Written exercise A: In the forum thread below about paper mail and emailed statements, what happens to a paper letter once the writer is done with it?

======== Excerpt to read ========

I don't know which country you're from, but all my bank statements, utility invoice etc go to my email, so there is no need to log anywhere. I'm not sure about others right now, but utilities are definitely signed. Maybe you could talk to your bank/... about it.


> At their scale it's much.

At their scale it is replaceable: They earn money to do their duties, if they cost a bit more they bill the customers a bit more so they get it back.

The time of my life is NOT replaceable. I do not get it back EVER.

And they very likely don't give a damn about their customers, it doesn't matter to them if some cronjob delivers PDFs or another cronjob prints letters - at the end of the day they just want to go home.

I do CARE about living, it gravely matters to me how much of my life I have available for myself.

> tons of paper and gas that's totally wasted.

It's not wasted: It fulfilled it's purpose of delivering information to me in a convenient fashion.

And once I'm done with it, it goes into the paper bin and gets recycled.

> I don't know which country you're from, but all my bank statements, utility invoice etc go to my email, so there is no need to log anywhere. I'm not sure about others right now, but utilities are definitely signed.

Every company here has a different method. Websites, emails which link to websites, emails which are the invoice, emails which have an attachement that is the invoice.

It is impossible to cleanly integrate this into one workflow.

A plain old regular paper mailbox however already is a clean, integrated workflow which ships unified pieces of paper which all have the same size and are able to be put into the same kind of folders thus.

Hence optimizing this to be more convenient for companies means taking away individual lifetime which matters to individuals for the sake of enriching entities which do not care about the money they saved, it's just a number in some database for them.

> Maybe you could talk to your bank/... about it.

Do you seriously believe they will do anything?

Whenever I interact with those kind of people, I rarely get an answer ever, and that's about things which are part of their daily duties.

If you go to them expecting them to actually do something out of their ordinary - good luck. It will get ignored with a 99% probability.

And even if one of them does something: Then the other dozen companies I have to deal with will not do anything.

So paper has to stay anyway. I'm happy with it. It's convenient, it's super standardized, and it just works.


Does your bank encrypt the PDFs? Some of mine do (Europe). Some combo of bank account and birthday to open them - they state this in the email - so trivial to open by others that know you, but not strangers. Better than nothing I guess.


They refuse to send emails because "emails are insecure", you HAVE to go to their website to download the PDFs.....

(And encryption is NOT a signature. Anyone who knows the password can forge an encrypted file with the same password. So the PDFs would still be worthless.)


Yeah I understand encryption isn’t an sig, just seemed like your main complaint (or second biggest complaint) was the pain in downloading them from many different places. Encrypted PDFs are one way to allow them to be emailed to you in a decently secure fashion. Sure nothing is 100% but don’t let perfect be the enemy of good.

As far as signatures in PDFs goes, when have you ever needed them? What’s the real world scenario? I think most recipients would be incapable of validating the signature properly (including verifying ownership of the public key corresponding to the private key that signed it). Ie same flaws of any Cert based system.

========

Written exercise B: Find every line in the records that contains the string "coordinates", and copy each of those lines. Case counts.

======== Records for this task ========

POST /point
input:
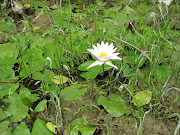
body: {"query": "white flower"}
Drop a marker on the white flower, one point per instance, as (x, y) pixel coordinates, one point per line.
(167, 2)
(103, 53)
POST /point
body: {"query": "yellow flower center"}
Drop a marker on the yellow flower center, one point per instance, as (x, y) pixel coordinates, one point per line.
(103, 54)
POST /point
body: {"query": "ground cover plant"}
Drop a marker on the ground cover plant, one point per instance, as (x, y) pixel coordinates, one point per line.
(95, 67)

========
======== Records for this task ========

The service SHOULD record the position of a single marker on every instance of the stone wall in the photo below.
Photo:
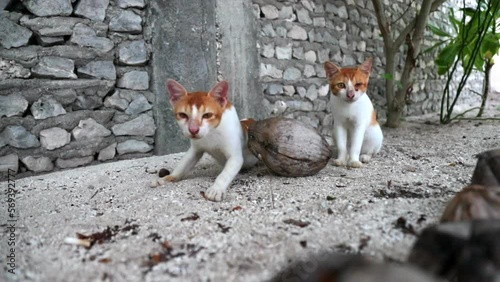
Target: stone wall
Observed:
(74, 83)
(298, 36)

========
======== Records for this task ========

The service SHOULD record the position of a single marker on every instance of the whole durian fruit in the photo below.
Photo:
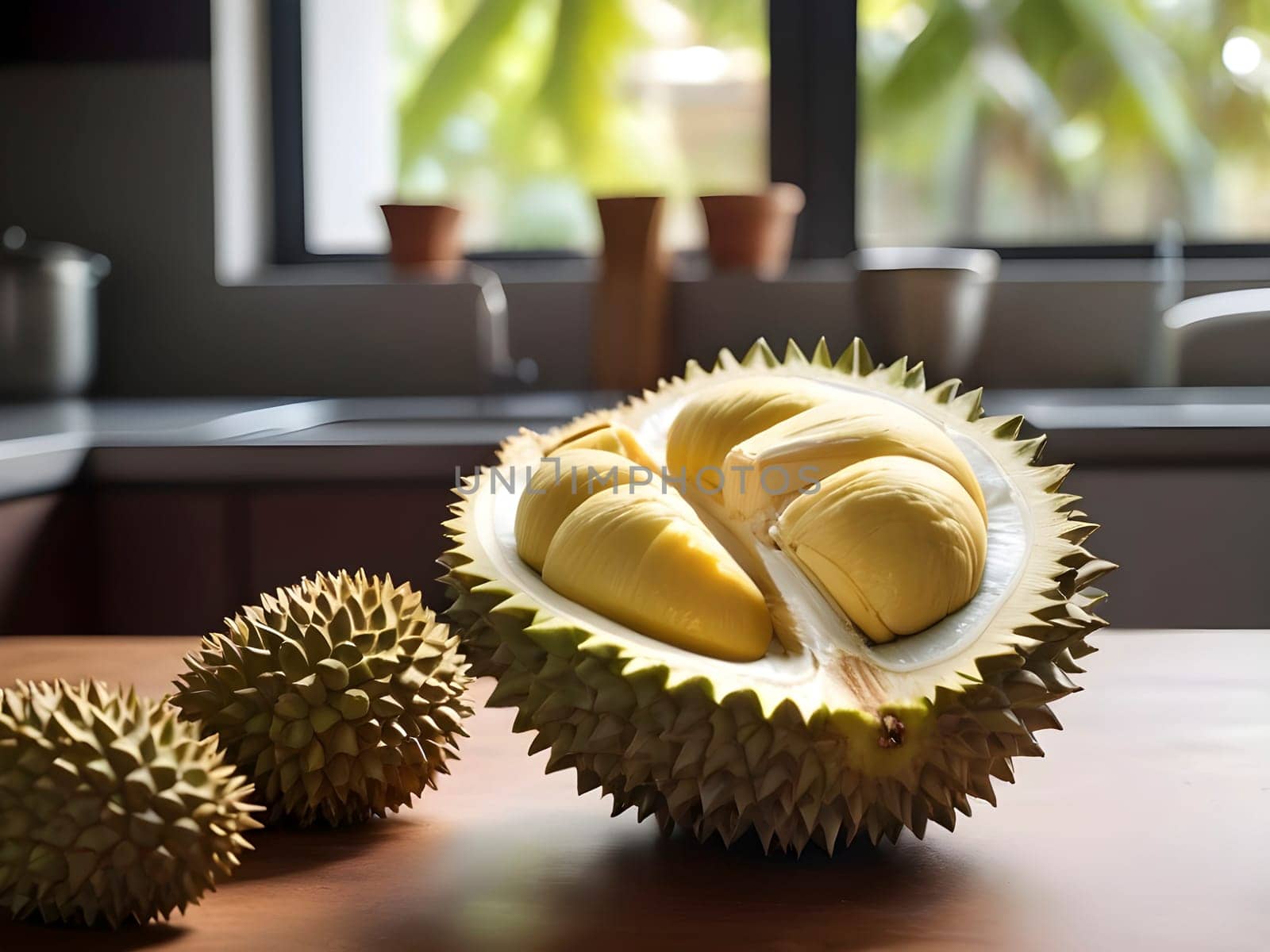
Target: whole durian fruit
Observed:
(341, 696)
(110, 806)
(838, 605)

========

Expected output A: It goes into the paper bin and gets recycled.

Expected output B:
Drop a marker on the white flower, one point per instance, as (x, y) pixel coordinates, one point per line.
Drop a marker on the yellow flower center, one point per instance, as (x, y) pixel coordinates, one point per line.
Drop a marker on the ground cover plant, one point per instance, as (x, y) pixel coordinates, one point per line.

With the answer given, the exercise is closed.